##### Raw data #####

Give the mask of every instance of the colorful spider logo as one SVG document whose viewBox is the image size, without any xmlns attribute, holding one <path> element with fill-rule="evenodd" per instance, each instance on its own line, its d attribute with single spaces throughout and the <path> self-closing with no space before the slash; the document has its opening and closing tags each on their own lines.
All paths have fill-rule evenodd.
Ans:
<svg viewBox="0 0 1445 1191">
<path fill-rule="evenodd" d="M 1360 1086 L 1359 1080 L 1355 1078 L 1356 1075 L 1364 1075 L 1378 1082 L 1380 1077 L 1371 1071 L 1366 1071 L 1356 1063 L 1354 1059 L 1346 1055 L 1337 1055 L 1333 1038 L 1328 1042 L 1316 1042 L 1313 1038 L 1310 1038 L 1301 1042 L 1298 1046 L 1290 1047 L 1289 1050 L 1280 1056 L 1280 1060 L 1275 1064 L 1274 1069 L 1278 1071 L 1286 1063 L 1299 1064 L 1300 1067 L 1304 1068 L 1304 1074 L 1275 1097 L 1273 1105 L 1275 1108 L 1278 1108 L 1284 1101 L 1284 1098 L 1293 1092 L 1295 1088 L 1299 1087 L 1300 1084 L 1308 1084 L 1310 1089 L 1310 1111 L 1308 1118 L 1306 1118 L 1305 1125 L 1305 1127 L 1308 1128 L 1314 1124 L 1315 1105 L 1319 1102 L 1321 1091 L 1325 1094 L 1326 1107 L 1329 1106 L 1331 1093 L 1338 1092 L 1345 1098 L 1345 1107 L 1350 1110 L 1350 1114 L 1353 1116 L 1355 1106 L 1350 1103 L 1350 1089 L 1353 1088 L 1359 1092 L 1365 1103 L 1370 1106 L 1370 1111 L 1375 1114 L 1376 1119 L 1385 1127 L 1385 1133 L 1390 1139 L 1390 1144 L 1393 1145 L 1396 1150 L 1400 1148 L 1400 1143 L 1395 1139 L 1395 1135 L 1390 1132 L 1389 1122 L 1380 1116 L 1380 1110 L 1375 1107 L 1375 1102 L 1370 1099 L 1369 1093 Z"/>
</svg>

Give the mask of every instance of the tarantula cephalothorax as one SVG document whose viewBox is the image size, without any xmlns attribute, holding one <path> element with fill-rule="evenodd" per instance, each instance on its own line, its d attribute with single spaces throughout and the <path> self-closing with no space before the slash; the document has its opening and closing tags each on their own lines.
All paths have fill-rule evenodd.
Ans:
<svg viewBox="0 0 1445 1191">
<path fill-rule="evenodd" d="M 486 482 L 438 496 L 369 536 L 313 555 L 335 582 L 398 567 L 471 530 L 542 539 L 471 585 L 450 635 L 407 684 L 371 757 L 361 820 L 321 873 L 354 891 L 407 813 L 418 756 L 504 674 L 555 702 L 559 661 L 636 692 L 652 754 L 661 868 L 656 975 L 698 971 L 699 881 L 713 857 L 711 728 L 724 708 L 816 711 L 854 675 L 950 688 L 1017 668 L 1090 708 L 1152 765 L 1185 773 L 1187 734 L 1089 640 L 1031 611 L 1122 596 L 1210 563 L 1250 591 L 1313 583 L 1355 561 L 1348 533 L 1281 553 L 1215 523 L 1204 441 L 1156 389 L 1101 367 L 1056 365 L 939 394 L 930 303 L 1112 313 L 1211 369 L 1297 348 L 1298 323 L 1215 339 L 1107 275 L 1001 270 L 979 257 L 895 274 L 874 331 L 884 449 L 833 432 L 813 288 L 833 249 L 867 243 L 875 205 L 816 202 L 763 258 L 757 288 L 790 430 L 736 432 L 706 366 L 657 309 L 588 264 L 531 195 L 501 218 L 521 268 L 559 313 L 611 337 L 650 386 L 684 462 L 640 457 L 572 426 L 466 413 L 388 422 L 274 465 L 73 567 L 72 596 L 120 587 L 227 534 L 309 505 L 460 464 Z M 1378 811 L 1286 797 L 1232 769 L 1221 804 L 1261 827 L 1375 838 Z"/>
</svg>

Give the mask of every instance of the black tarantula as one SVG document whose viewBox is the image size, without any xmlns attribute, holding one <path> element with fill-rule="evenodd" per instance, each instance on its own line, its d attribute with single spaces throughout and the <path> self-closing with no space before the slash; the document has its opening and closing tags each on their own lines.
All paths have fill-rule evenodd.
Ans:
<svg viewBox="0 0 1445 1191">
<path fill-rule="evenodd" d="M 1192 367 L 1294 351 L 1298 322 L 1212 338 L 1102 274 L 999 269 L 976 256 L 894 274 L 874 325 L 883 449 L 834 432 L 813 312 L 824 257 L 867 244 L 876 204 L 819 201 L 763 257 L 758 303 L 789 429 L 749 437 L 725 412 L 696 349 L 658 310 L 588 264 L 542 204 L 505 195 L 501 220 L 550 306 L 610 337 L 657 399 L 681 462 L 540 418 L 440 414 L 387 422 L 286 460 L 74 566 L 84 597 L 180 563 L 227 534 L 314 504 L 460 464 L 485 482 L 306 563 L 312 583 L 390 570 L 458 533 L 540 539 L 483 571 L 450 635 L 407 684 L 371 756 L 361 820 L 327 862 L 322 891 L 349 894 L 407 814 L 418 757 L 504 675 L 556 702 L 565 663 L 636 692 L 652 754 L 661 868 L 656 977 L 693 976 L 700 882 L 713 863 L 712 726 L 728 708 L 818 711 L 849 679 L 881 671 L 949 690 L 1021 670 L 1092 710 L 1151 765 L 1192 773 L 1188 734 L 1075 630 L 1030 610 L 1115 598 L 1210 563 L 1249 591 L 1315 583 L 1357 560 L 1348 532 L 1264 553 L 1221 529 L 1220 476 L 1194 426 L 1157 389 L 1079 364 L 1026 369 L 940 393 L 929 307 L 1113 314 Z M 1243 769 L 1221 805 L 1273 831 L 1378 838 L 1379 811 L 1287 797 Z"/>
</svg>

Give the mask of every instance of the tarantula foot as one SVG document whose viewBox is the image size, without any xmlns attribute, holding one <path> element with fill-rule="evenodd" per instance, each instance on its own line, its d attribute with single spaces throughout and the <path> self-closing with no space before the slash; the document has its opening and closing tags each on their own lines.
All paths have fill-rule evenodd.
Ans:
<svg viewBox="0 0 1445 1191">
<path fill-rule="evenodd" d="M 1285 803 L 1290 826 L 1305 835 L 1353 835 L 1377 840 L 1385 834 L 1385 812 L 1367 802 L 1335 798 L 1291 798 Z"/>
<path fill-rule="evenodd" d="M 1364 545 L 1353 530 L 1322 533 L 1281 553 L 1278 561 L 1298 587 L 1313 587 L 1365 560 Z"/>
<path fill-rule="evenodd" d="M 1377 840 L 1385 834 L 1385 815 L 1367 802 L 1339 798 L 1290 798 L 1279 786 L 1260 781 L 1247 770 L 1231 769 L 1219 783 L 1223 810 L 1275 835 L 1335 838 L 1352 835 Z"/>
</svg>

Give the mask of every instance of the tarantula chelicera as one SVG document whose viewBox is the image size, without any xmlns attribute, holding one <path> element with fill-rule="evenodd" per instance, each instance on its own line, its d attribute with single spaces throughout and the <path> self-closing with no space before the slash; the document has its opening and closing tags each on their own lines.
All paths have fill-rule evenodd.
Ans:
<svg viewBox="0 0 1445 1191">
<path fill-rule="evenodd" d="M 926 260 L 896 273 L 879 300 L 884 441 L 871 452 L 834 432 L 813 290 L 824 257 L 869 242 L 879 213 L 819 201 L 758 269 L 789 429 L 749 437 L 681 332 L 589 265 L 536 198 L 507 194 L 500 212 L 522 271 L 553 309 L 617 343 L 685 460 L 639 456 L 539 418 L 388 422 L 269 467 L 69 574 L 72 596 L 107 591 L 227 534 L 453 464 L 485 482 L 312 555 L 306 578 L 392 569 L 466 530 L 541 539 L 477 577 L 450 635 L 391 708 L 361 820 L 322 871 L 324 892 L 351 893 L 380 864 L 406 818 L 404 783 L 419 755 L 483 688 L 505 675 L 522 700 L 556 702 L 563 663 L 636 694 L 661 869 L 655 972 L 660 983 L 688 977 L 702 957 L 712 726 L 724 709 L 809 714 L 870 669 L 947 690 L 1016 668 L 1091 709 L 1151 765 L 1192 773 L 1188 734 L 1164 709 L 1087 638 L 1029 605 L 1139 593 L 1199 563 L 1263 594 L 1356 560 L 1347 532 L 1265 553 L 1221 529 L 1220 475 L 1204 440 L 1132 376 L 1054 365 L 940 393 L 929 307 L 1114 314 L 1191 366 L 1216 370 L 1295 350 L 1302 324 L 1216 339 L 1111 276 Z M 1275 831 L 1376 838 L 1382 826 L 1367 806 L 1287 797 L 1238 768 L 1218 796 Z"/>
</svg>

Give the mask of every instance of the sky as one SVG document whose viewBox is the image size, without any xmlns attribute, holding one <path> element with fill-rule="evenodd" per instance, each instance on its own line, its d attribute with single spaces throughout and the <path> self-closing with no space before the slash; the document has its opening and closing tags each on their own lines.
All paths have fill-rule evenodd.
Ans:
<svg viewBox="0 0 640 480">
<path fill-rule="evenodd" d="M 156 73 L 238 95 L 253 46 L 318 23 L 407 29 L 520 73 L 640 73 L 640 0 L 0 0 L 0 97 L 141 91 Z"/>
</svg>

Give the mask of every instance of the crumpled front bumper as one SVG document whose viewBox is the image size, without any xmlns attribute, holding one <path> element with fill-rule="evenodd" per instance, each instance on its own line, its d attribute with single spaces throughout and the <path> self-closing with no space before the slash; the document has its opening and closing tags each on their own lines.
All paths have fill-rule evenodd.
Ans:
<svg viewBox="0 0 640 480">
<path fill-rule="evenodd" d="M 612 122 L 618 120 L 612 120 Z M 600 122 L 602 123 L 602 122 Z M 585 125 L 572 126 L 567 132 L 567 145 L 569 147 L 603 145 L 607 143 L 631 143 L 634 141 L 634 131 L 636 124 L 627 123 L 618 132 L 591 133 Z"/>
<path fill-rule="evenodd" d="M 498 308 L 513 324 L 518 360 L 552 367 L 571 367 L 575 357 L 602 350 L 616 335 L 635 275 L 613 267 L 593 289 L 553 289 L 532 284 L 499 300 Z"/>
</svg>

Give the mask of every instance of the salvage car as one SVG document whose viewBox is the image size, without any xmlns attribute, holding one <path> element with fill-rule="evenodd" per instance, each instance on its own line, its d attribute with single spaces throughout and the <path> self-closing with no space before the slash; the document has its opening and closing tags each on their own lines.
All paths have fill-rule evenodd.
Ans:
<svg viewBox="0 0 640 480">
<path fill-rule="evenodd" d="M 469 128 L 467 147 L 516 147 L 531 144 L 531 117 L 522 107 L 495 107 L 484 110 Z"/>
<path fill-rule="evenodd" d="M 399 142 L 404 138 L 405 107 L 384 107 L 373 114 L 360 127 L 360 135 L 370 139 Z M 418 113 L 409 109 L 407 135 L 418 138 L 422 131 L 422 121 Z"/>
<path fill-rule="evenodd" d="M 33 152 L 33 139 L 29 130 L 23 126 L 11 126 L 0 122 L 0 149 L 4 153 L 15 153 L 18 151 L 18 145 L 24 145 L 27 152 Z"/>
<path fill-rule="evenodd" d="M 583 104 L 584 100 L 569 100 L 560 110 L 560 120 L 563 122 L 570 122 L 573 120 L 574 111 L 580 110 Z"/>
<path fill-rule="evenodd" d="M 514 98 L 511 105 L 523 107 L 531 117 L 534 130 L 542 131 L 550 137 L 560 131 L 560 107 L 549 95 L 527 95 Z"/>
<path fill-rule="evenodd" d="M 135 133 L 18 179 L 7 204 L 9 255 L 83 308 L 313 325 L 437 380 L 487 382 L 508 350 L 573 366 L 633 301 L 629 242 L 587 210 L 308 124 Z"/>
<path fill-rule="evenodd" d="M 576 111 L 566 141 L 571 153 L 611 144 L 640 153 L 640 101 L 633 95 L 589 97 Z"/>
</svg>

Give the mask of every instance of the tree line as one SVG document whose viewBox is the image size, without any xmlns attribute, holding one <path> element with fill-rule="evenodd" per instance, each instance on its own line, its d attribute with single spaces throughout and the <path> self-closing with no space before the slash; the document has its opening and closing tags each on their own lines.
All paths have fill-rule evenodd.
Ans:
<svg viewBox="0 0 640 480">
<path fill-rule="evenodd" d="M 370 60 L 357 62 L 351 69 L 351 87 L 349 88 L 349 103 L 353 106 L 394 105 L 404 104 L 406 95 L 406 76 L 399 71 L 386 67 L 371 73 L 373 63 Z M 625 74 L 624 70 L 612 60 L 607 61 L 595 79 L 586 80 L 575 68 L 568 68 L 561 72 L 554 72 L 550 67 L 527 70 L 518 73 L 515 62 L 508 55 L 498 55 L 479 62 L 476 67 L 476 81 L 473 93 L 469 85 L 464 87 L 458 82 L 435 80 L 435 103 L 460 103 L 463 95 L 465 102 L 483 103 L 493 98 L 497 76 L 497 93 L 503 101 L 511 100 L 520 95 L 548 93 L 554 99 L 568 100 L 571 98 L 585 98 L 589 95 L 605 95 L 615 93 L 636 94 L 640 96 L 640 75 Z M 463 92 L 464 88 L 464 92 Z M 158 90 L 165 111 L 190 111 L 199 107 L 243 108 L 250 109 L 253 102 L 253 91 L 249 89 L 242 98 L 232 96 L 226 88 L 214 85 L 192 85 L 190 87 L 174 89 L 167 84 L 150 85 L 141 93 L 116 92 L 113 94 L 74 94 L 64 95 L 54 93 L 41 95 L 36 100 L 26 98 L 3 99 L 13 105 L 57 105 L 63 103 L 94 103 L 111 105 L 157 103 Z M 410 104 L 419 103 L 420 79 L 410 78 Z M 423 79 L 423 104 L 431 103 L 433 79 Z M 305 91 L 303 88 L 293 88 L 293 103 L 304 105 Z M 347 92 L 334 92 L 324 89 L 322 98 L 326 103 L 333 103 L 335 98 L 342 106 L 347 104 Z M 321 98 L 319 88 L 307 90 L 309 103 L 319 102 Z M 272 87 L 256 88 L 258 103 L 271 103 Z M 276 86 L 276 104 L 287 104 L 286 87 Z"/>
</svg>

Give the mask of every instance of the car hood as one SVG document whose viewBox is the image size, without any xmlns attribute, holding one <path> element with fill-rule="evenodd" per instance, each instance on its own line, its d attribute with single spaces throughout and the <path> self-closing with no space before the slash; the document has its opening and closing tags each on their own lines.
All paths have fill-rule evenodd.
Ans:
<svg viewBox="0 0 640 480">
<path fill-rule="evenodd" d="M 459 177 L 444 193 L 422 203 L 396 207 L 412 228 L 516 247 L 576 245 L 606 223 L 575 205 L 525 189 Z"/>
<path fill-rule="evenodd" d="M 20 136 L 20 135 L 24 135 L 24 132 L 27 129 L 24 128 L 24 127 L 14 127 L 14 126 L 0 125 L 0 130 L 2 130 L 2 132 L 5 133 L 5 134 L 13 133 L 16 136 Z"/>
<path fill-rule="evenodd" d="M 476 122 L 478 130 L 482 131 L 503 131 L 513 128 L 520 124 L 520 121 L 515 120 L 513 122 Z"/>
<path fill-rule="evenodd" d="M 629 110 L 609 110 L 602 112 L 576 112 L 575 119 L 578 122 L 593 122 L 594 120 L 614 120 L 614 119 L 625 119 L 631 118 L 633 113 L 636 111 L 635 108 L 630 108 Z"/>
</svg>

#####

- Exercise aim: Each line in the data that holds the string "tarantula" should be found and copied.

- Answer section:
Give the mask of every instance of the tarantula cephalothorax as one SVG document whose viewBox is the image size, without any xmlns attribute, holding one <path> element with fill-rule="evenodd" per instance, each instance on its own line, its d attribute with single spaces throughout and the <path> self-closing with no space before the slash; the document has its opening and closing tags each on their own lines.
Give the mask of every instance of the black tarantula as one SVG document whose viewBox is the image size, without any xmlns attribute, holding one <path> element with fill-rule="evenodd" per instance, each instance on its own line, its d attribute with single spaces throughout and the <path> self-closing with no space before the slash; the document has its opening and closing tags each on their own lines.
Give the mask of every instance of the tarantula foot as one SVG document whose viewBox is the image size, without any xmlns attribute, holding one <path> element with fill-rule="evenodd" per instance, each instance on its own line, its d attribute with single spaces throughout and the <path> self-closing with no space before the slash; the document has its opening and closing tags each on their own lines.
Give the mask of every instance of the tarantula chelicera as one SVG document whose viewBox is the image size, without any xmlns attribute, holding one <path> element with fill-rule="evenodd" per instance, each instance on its own line, its d attribute with single spaces throughout and the <path> self-closing with no space before the slash; the document has its opening and closing tags each on their own lines.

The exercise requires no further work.